▶ **Fragment dokumentu**

Dwa szalone marzenia przed wyborami w KEP

Fot. Flickr / Episkopat News

Wybory do prezydium Komisji Episkopatu Polski tuż przed nami: w połowie marca część biskupów będzie decydować o nowym składzie tego niedużego gremium. I w związku z tymi wyborami mam dwa marzenia.  

Pierwsze marzenie to marzenie o duchowym liderze Kościoła. O tym, by został nim człowiek jednocześnie dogmatyczny (w znaczeniu rzeczywistego i nieustępliwego życia prawdami wiary) i charyzmatyczny. Ktoś, kogo mądrość będzie polegała nie na ludzkim doświadczeniu, ale na odwadze korzystania z Bożej mądrości, która bywa nieprzewidywalna i zawsze przynosi dobre owoce. Kogoś, kto z naszego Episkopatu złożonego z biskupów o różnym charakterze, różnych sympatiach kościelnopolitycznych, różnym podejściu do aktualnego Piotra i różnym stopniu zaangażowania będzie potrafił wydobyć chęć do skutecznego wspólnego działania, naprawdę rozeznanego jako Boży plan. Kogoś, kto będzie umiał być mobilizującą iskrą, tym człowiekiem, który porusza i motywuje nie do wykonywania swoich pomysłów, ale do obudzenia sprawczości u innych, by zakasali rękawy i zrobili robotę podpowiadaną przez Ducha.

Patrzę sobie na nasze diecezje, na wszystkie kryzysy i słabości, które mamy jako Kościół w Polsce w 2024 roku, na potrzeby i pragnienia schowane w sercach ludzi mocniej wierzących i tych, których wiara słabnie. I czuję, jak bardzo potrzebujemy ognia. Sensu! Prostych, głębokich słów zamiast okrągłych, zużytych sloganów. Budzika, w którym nie da się ustawić kolejnej drzemki (i nie, to nie jest żadna aluzja). Kogoś serio wierzącego, kto odważy się publicznie pokazać swoją prywatną wiarę i miłość, kto będzie umiał huknąć na zło, modlić się z mocą i nie będzie ani letnio rozleniwiony, ani źle przywiązany do wybranych tradycji, ale duchowo gorący. Kto będzie mówił i pisał tak, że będziemy chcieli słuchać listów pasterskich, bo te listy będą nam naprawdę pomagały zmieniać życie. Kto nie da się zamknąć w katolickiej bańce. Kto się nie będzie bał: cudzych opinii, reakcji mediów, fochów tego czy innego środowiska. Ani własnej słabości - bo gdy praktykuje się pokorę, za sprawą łaski ze słabości rodzi się moc.

Marzy mi się, by na czele Episkopatu stanął mocny skład duchowych odnowicieli, bożych ascetów, nie przywiązanych do rzeczy materialnych, nie kochających rządzenia, odpornych za zaszczyty i komplementy, trzeźwo patrzących na rzeczywistość i pozwalających, by Bóg przez nich przemieniał po pierwsze cały Kościół, a po drugie - ludzi decyzyjnych i trzymających władzę. I by nie przypisywali sobie zasług za te zmiany.

▶ **Dane do przetworzenia**

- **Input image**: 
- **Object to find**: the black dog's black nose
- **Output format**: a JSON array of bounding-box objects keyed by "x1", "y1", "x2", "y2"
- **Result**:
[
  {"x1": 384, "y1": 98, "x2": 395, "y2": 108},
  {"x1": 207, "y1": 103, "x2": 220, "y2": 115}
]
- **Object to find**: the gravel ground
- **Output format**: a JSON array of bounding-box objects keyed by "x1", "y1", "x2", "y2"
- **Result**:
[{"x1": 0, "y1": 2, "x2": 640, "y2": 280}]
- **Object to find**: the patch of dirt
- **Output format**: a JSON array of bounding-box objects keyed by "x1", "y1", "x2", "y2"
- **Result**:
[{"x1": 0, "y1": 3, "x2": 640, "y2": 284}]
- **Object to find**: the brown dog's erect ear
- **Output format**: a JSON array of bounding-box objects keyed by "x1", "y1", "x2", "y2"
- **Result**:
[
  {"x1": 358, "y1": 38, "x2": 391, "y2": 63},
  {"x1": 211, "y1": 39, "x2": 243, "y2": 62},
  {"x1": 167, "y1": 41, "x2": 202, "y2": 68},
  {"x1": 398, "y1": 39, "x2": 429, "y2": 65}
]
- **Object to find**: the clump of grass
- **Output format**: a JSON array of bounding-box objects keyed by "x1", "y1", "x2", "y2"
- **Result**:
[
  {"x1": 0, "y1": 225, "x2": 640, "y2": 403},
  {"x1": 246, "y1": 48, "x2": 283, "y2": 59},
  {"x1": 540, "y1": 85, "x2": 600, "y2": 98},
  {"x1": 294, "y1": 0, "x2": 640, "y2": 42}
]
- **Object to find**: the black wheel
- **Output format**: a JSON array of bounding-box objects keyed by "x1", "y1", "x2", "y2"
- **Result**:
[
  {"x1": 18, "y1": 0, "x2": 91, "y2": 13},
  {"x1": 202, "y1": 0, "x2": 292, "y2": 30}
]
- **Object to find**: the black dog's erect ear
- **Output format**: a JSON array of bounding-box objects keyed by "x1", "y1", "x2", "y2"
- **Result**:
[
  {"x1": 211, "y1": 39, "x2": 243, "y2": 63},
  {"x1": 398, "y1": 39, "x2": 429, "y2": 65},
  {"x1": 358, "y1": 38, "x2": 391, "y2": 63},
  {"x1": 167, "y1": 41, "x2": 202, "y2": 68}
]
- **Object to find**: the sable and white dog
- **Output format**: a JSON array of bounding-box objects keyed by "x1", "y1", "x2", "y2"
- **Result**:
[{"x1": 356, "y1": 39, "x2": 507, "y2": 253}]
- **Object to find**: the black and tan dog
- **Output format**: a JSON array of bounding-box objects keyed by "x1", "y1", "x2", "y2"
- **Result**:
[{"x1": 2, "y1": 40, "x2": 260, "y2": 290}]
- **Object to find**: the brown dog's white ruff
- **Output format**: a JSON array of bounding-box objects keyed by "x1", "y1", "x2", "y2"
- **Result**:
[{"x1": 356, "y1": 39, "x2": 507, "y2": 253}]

▶ **Zadania**
1/ Przytocz ponownie, bez żadnych zmian, fragment tekstu o wyborach w KEP: zacznij od słów „Wybory do prezydium”, a zakończ po słowach „mam dwa marzenia.”.
2/ Przepisz wiernie wiersze wykazu, poczynając od wiersza zawierającego „- **Object to find**: the black and tan dog”, a kończąc na ostatnim wierszu wykazu, z uwzględnieniem obu tych wierszy.

▶ **Odpowiedzi do zadań**
1/
Wybory do prezydium Komisji Episkopatu Polski tuż przed nami: w połowie marca część biskupów będzie decydować o nowym składzie tego niedużego gremium. I w związku z tymi wyborami mam dwa marzenia.

2/
- **Object to find**: the black and tan dog
- **Output format**: a JSON array of bounding-box objects keyed by "x1", "y1", "x2", "y2"
- **Result**:
[{"x1": 2, "y1": 40, "x2": 260, "y2": 290}]
- **Object to find**: the brown dog's white ruff
- **Output format**: a JSON array of bounding-box objects keyed by "x1", "y1", "x2", "y2"
- **Result**:
[{"x1": 356, "y1": 39, "x2": 507, "y2": 253}]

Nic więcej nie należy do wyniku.